<<<<

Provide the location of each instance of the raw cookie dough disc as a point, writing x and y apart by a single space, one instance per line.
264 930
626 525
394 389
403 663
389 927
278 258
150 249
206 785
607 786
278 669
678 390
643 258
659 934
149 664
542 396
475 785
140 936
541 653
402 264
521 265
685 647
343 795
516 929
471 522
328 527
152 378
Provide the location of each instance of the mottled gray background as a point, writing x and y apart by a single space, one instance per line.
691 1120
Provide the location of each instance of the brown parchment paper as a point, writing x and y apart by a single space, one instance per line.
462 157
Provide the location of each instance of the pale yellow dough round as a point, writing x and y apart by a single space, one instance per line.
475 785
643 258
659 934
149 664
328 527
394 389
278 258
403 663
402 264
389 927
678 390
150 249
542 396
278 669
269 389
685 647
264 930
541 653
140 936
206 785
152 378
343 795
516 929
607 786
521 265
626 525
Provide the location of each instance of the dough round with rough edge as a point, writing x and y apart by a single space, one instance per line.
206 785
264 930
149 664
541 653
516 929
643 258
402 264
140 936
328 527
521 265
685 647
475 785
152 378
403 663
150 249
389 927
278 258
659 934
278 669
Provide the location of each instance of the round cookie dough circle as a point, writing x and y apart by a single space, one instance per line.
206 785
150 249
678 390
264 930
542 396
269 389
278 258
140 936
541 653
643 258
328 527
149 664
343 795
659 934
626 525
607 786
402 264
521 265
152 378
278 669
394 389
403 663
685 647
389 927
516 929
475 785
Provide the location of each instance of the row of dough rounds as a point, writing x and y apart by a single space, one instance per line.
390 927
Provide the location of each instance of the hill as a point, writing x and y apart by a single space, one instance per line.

>>>>

Beginning with the line that contains "Provide the location of each instance of the pale" and ending with the last line of the data above, return those lines exactly and nothing else.

Provide the location of each instance of the pale yellow dough round as a point, writing x and y apart by a single space, one instance per line.
475 785
643 258
659 934
149 664
328 527
394 389
278 258
403 663
402 264
389 927
678 390
150 249
542 396
278 669
269 389
685 647
264 930
541 653
140 936
206 785
152 378
343 795
516 929
607 786
521 265
626 525
Provide the location of each instance of the dough round with rough edge as a point, writing x and y apart by a single space, one instance per line.
206 785
264 930
149 664
541 653
516 929
643 258
402 264
140 936
328 527
521 265
685 647
475 785
152 378
403 663
150 249
389 927
278 258
659 934
278 669
Provide the location of each instance of the round cookie dough circle as a point, writing x and y apart by a single space, one instance per line.
206 785
150 249
678 390
264 930
542 396
269 389
278 258
140 936
541 653
643 258
328 527
149 664
343 795
659 934
626 525
607 786
402 264
521 265
152 378
278 669
394 389
403 663
685 647
389 927
516 929
475 785
Provide the location of each instance of the row of dough rounds as a point, writing x and y apart by a single space, one instance per line.
390 927
Provide the location of each instance of the hill as a point, writing x and y apart by a single space, one instance per line.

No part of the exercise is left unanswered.